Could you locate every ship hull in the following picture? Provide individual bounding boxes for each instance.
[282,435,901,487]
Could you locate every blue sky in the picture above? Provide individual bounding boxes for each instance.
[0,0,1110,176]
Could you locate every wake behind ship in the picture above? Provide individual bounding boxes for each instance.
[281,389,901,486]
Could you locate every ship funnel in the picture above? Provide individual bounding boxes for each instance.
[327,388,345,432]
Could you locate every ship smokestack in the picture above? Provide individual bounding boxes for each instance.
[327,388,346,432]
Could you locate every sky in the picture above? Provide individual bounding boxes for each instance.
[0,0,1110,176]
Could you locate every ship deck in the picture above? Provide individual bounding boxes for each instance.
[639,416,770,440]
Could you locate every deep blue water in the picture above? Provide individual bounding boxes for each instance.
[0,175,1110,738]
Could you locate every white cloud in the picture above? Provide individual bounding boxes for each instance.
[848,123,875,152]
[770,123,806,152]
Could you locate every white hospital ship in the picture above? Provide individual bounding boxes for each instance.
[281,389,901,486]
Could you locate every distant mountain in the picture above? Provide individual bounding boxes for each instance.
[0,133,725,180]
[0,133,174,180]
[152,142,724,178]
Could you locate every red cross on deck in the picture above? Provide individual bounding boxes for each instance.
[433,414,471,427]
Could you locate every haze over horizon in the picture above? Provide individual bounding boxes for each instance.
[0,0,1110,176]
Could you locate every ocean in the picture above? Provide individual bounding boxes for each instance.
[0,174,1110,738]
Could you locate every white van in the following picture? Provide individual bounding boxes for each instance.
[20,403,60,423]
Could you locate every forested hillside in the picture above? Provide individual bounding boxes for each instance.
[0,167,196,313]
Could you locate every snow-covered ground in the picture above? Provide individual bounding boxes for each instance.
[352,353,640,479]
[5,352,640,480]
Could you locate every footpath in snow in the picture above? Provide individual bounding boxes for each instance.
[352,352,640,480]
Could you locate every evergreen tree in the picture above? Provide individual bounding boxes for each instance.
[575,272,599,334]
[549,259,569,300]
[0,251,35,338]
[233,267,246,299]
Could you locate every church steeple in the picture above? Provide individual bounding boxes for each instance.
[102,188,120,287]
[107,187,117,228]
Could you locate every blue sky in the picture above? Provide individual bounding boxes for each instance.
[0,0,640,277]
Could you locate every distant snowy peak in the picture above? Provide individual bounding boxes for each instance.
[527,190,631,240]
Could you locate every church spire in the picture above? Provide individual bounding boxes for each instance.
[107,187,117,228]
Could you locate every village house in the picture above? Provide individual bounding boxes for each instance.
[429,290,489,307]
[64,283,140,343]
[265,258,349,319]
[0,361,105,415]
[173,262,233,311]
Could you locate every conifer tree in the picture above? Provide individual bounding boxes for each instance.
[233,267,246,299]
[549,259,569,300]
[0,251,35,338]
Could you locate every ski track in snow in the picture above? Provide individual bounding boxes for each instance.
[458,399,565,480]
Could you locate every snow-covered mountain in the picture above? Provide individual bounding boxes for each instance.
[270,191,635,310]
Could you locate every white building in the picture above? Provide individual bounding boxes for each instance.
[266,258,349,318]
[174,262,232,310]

--

Stated exercise — Reproduce the records above exactly, starting with the line that contains "Could you locate every ocean" and ending with the last line.

Result of the exercise —
Could you locate every ocean in the picture above? Provide individual bounding boxes for each instance.
[0,174,1110,738]
Could you locate every white van in the following picture? Provide individual bounding boxes for each instance.
[20,403,60,423]
Could you locate every forested hillside in the picture above? Provide individual bounding boxes for each instance.
[0,167,196,313]
Could you locate every snow-covered ground in the picture above? Provide individual bounding boxes for each instance.
[352,353,640,479]
[5,352,640,480]
Could you locate every footpath in snow in the picture above? Provide individual bounding boxes for each instance.
[352,352,640,480]
Could you locate every evergreen tree in the picture above? Provide individual bounding boxes for each instance.
[575,272,599,334]
[549,259,569,300]
[0,251,35,338]
[233,267,246,299]
Could you locate every church steeple in the picture above? Provide individual bounding boxes for each instance.
[102,188,120,287]
[107,187,117,228]
Could you locate every blue sky in the picture above? Provide individual bounding boxes for each instance.
[0,0,640,277]
Could you locate every distant snowy peak in the picture above? Provide individual bounding boxes for each instance.
[527,190,631,240]
Could you locate every church spire in the picture above? Provide individual bounding boxes for each instance.
[107,187,117,228]
Could you locate every village house in the picture above? Provide individual bounding boxes for each instance.
[429,290,489,307]
[64,283,140,343]
[265,258,349,319]
[0,361,105,415]
[173,262,233,311]
Could you locate every conifer tree in the picture above? Provide individual bounding boxes for each instance.
[233,267,246,299]
[549,259,569,300]
[0,251,35,338]
Could you locate every ski track in snow in the picture above? Provide individual bounding boxes for each instance.
[458,399,565,480]
Could you locate every snow-covered mountain in the picture above? Provide individual bounding boxes for each instance.
[270,191,635,310]
Could you locate every white building in the picture above? Provide individual bounding boxes for each instance.
[266,258,349,318]
[174,262,232,310]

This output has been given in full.